Supplied data:
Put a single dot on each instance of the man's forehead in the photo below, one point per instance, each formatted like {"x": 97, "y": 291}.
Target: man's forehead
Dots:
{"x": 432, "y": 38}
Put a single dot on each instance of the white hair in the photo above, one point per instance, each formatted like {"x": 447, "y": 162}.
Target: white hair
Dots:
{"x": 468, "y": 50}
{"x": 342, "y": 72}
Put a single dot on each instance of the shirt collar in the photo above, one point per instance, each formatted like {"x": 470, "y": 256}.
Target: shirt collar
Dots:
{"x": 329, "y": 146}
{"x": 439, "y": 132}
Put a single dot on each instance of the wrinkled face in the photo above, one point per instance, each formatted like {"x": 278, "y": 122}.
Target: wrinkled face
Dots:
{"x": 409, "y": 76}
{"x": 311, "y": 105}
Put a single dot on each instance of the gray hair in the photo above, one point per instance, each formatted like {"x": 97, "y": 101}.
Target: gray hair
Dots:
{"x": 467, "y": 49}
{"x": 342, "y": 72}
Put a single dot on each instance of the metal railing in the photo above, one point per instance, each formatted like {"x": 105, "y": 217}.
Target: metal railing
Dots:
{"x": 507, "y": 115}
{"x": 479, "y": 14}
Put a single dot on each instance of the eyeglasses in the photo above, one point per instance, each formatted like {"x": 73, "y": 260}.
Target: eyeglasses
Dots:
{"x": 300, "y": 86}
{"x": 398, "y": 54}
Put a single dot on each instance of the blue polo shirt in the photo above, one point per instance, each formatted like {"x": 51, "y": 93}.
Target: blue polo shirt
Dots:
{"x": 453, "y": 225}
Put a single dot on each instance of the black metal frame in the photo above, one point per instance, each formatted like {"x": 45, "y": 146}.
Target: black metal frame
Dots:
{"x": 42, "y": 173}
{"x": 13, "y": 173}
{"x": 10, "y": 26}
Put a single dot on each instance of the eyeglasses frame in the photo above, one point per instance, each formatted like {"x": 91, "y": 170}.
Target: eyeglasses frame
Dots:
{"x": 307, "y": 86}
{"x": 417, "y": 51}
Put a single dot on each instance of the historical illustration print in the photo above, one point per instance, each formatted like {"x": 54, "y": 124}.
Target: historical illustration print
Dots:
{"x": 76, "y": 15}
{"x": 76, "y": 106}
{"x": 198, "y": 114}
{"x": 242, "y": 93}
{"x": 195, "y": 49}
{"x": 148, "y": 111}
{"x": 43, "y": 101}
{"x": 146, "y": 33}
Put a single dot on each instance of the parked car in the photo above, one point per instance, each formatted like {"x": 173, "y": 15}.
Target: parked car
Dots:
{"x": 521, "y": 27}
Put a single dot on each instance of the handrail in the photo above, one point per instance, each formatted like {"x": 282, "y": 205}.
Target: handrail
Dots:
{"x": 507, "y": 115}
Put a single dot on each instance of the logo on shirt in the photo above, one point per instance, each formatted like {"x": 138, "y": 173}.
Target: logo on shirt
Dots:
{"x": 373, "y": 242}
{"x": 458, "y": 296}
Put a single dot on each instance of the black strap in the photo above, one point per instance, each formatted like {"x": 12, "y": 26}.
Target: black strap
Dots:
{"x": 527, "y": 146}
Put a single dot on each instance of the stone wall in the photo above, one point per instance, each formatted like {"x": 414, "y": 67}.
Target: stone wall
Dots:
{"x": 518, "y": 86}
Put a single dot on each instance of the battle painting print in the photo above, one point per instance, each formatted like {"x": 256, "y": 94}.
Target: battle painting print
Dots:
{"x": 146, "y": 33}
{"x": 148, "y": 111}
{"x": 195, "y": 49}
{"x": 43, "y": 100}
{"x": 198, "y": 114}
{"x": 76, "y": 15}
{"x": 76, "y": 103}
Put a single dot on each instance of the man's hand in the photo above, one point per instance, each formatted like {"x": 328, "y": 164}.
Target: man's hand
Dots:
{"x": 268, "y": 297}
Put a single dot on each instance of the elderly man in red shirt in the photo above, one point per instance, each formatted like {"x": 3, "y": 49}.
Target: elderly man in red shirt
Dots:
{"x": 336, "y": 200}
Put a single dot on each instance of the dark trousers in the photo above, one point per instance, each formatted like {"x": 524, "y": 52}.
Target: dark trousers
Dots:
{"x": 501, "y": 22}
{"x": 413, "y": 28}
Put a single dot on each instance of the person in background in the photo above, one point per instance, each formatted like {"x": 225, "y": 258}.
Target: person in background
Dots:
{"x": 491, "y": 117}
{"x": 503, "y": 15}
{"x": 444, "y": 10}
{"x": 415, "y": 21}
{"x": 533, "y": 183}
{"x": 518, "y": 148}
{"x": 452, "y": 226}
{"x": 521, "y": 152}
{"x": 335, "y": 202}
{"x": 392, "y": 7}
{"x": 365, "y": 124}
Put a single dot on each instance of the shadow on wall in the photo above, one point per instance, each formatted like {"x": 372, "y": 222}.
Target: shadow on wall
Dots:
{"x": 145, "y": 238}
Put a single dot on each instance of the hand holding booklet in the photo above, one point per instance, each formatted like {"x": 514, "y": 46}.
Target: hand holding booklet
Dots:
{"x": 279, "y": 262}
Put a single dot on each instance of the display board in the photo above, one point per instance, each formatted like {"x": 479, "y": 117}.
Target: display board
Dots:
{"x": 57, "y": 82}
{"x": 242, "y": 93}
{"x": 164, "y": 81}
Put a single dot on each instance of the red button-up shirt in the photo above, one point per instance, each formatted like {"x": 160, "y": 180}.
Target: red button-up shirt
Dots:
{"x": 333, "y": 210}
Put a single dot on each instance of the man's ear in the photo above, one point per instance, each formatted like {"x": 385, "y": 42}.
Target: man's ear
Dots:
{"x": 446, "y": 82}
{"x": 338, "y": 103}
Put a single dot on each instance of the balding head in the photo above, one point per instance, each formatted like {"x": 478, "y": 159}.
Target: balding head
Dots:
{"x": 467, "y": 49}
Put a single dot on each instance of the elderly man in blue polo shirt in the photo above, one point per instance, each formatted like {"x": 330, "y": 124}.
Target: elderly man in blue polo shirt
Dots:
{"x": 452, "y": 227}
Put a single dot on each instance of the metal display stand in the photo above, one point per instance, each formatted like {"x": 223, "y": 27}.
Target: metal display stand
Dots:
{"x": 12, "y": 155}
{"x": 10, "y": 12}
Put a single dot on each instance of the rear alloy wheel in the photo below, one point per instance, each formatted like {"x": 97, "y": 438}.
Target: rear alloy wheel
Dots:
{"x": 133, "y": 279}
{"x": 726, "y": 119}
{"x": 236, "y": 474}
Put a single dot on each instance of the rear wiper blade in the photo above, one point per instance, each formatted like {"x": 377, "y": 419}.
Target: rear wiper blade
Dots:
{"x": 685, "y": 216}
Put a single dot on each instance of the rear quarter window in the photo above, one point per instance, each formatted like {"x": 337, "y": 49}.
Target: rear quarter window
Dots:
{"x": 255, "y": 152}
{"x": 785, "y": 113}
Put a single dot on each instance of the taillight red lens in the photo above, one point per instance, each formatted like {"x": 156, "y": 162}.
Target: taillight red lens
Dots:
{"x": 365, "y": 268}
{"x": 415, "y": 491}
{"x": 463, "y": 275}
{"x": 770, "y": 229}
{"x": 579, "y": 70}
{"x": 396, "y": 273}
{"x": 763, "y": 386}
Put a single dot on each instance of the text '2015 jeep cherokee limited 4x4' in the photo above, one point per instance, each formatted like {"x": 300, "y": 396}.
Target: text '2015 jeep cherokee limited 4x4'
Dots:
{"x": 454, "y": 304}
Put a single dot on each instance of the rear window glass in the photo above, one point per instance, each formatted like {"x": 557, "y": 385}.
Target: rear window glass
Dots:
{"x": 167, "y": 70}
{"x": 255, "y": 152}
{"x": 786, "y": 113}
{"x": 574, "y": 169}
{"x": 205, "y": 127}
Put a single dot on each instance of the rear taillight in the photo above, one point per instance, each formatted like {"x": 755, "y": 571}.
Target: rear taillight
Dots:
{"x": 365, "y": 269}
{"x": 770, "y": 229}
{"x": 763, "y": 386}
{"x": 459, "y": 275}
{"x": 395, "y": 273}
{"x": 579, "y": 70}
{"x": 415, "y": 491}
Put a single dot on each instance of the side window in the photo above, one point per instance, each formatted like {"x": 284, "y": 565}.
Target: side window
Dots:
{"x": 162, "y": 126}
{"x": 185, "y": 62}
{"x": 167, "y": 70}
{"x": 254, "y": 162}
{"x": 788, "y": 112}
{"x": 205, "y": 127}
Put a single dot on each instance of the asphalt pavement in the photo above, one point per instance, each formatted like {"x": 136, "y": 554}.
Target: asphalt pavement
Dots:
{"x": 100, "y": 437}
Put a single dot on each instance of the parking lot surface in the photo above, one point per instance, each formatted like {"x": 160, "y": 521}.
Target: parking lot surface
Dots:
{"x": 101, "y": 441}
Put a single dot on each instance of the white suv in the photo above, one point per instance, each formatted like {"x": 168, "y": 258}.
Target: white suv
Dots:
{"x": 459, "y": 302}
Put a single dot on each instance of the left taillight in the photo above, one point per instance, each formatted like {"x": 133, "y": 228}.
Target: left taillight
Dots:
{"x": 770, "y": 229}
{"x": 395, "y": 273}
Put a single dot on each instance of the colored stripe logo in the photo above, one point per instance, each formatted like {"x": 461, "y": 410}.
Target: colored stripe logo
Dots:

Task goal: Pull every line containing "left" from the entries above and copy it.

Your response:
Put a single dot on each instance of the left taillight in the photo above, one point per instance, each formatted like {"x": 133, "y": 228}.
Target: left taillight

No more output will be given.